#### Given problem 1
List every property given for the coil in the coil-versus-insulator text, each with its stated value or symbol.
#### Given problem 2
Write the next part of the coil-versus-insulator text, starting after its last sentence.

#### Selected excerpt
>> BEGIN

# Acceleration due to gravity on Coil vs Insulator

Consider I have a coil with a length of $5m$ and made up of copper wire with a diameter of cross-section $d$ and wrapped around an imaginary axis with radius $R$ with mass $M$.

Now consider an insulator made up of a glass of mass $M$ of $5m$ of diameter $D$.

If both were taken very high in the atmosphere but not away from the gravity of the earth. Then it is dropped from that point at the same level without providing any external force.

My question is that which object will move faster

• Conductor. OR
• Insulator.

I have been taught that every object of any mass will have same acceleration due to gravity but electromagnetism course taught us that a coil will produce induction and it will slow down or speed up the coil.

Which theory is true?

The answer always lies in the equation of motion.

For the insulator, the force equation is:

$$\vec{F} = m\vec{g}$$

$$\vec{a} = \vec{g}$$

Any object which is falling down only due to gravity experiences the same acceleration.

>> END

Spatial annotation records
>> BEGIN

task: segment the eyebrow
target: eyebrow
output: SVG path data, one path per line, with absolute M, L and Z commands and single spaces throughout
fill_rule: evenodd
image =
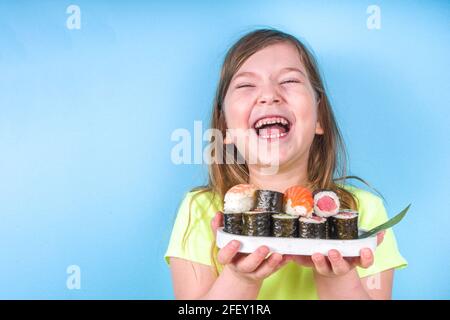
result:
M 283 69 L 280 70 L 280 73 L 283 73 L 283 72 L 292 72 L 292 71 L 299 72 L 299 73 L 302 74 L 302 76 L 304 76 L 304 77 L 306 78 L 305 73 L 304 73 L 302 70 L 300 70 L 299 68 L 295 68 L 295 67 L 286 67 L 286 68 L 283 68 Z M 254 73 L 254 72 L 251 72 L 251 71 L 239 72 L 238 74 L 236 74 L 236 75 L 233 77 L 233 80 L 236 80 L 237 78 L 245 77 L 245 76 L 257 76 L 257 74 Z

>> END

#### Expected output 1
- Length: $5m$
- Diameter of the copper wire's cross-section: $d$
- Radius of the imaginary axis it is wrapped around: $R$
- Mass: $M$

#### Expected output 2
In case of an inductor, there is more than one force acting. For the inductor (coil), the force equation is:

$$\vec{F} = m\vec{g} - F_\phi$$ $$\vec{a} = \vec{g} -\frac{F_\phi}{m}$$

where $F_\phi$ is the force due to changing magnetic flux. The earth's magnetic field is not constant; it varies as the position changes. Moreover, as the coil falls, it could change direction. These two factors can cause a change in magnetic flux which induces eddy currents in the coil. These eddy currents oppose the motion of the inductor through the magnetic field. Therefore, the inductor accelerates slower than the insulator. Speaking honestly, the effect of earth's magnetic field is negligible.

Both the theories are correct.